Extract provided:
....
531 Frame Tubing decal means only the main triangle is Reynolds.


----------



## petritl (Mar 17, 2018)

bulldog1935 said:


> is your wife good will all this bike buying?
> .




Generally speaking no but, she is in IL and left me unguarded.


----------



## juvela (Mar 17, 2018)

-----

Thank you for posting.

Please keep us apprised of build plans & developments.

He built until 1967 when he retired.

Owned a 1950's era road model fitted with Chater Lea bits.

-----


----------



## fat tire trader (Mar 19, 2018)

bulldog1935 said:


> 531 Frame Tubing decal means only the main triangle is Reynolds.



I agree with this statement when you are talking about newer bikes than this which were made by large companies,  but with small builders, the decal is a decal. The placement of such, does not mean that the stays are not Reynolds or something else.


----------



## bulldog1935 (Mar 19, 2018)

http://www.classiclightweights.co.uk/components/reynolds-tubing-history.html
there's more where this came from - stand corrected - the decals specifically tell you straight gauge v. butted, main triangle only vs. 531 used Throughout
Tad's decal is 5 down on this photo


----------



## fat tire trader (Mar 20, 2018)

I need to try to get some better images of this decal. One of my Drysedales, a road model, http://www.fattiretrading.com/drysedale-3129.html
has this decal on the seat tube




The same bike has an identical fork to the one on Tad's bike and has the triangular Reynolds fork decals.


----------
....
Material provided:

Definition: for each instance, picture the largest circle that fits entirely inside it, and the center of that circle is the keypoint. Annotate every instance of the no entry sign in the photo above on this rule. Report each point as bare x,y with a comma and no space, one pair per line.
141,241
....
What you have to do: Output the passage of the forum thread on frame decals word for word, starting with "Please keep us" and going on through "trader (Mar 19, 2018)". The material comes from a different source than the forum thread.

Result for this task:
Please keep us apprised of build plans & developments.

He built until 1967 when he retired.

Owned a 1950's era road model fitted with Chater Lea bits.

-----


----------



## fat tire trader (Mar 19, 2018)